▶ **Your goal**
Please copy the items from the line with "of the backpack." to the line with "red coat hood.", replacing "place a marker" with "put a dot" and changing nothing else. Give only those lines.

□ □ □ □ □ □ □

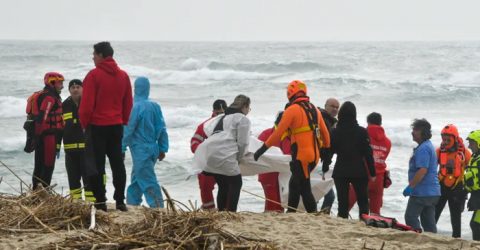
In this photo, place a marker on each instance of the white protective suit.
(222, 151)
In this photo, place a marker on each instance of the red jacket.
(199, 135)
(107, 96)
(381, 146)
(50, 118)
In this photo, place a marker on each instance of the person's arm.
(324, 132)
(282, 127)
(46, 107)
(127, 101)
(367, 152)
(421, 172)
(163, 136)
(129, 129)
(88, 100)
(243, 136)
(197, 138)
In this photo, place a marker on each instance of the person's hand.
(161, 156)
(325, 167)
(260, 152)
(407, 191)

□ □ □ □ □ □ □

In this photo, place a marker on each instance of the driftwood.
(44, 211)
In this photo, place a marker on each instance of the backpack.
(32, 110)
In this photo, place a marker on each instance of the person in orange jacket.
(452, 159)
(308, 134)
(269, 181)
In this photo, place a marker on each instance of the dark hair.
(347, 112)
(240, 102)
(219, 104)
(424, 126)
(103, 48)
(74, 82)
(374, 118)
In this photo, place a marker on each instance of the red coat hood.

□ □ □ □ □ □ □

▶ **Solution for this task**
In this photo, put a dot on each instance of the backpack.
(32, 110)
In this photo, put a dot on each instance of the person in orange jacket.
(452, 159)
(308, 134)
(269, 181)
In this photo, put a dot on each instance of the dark hair.
(347, 112)
(240, 102)
(219, 104)
(424, 126)
(103, 48)
(74, 82)
(374, 118)
In this photo, put a dot on each instance of the red coat hood.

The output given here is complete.